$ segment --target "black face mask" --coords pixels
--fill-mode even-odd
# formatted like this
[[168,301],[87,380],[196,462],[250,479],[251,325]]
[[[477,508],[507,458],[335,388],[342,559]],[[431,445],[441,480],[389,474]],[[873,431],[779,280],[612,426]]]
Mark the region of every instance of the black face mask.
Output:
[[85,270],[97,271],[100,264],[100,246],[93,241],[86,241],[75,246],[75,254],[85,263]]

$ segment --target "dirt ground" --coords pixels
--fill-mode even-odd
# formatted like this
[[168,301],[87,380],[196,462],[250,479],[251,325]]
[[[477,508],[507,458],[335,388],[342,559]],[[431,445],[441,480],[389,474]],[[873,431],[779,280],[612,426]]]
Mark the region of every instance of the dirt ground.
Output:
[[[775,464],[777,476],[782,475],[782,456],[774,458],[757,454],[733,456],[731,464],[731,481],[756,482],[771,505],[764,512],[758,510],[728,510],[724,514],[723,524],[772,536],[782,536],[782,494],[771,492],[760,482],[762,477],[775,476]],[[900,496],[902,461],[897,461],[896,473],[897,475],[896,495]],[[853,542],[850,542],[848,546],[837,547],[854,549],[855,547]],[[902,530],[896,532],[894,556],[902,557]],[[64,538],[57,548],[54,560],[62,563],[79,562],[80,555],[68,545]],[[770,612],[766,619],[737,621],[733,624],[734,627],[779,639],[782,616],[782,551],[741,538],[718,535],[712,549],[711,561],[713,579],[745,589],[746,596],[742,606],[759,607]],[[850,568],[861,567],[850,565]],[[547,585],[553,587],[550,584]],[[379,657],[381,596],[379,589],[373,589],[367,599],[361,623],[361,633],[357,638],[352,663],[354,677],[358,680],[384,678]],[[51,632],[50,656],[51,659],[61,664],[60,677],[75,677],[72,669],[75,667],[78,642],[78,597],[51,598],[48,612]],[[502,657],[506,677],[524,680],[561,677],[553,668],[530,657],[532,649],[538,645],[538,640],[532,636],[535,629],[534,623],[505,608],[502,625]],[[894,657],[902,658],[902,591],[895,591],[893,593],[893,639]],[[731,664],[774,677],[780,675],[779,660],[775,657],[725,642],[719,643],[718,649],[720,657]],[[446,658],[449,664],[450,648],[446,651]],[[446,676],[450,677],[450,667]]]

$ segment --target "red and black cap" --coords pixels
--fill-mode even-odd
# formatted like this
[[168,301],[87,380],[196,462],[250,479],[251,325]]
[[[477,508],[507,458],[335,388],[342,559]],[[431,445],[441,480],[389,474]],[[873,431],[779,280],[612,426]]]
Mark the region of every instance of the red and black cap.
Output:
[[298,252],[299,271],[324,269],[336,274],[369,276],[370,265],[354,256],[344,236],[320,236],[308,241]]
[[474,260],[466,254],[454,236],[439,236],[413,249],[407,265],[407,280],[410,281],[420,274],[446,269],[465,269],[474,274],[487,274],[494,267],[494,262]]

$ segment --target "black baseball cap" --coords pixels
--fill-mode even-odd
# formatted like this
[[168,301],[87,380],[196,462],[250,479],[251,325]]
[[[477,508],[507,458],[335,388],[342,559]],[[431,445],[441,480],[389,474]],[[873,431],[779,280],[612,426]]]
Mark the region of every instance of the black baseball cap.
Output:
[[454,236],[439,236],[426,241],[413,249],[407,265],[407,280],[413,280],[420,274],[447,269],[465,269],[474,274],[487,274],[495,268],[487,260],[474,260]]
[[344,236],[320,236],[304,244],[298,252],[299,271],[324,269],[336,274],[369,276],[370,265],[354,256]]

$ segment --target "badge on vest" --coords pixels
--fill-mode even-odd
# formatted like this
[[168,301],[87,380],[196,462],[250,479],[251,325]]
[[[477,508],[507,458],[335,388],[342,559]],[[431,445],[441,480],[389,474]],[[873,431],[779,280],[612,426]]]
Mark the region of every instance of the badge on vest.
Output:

——

The problem
Which lines above contain the word "ground"? Return each of them as it appears, treating uppercase and lowercase as different.

Task output
$ segment --target "dirt ground" --coords pixels
Mark the region of every instance of the dirt ground.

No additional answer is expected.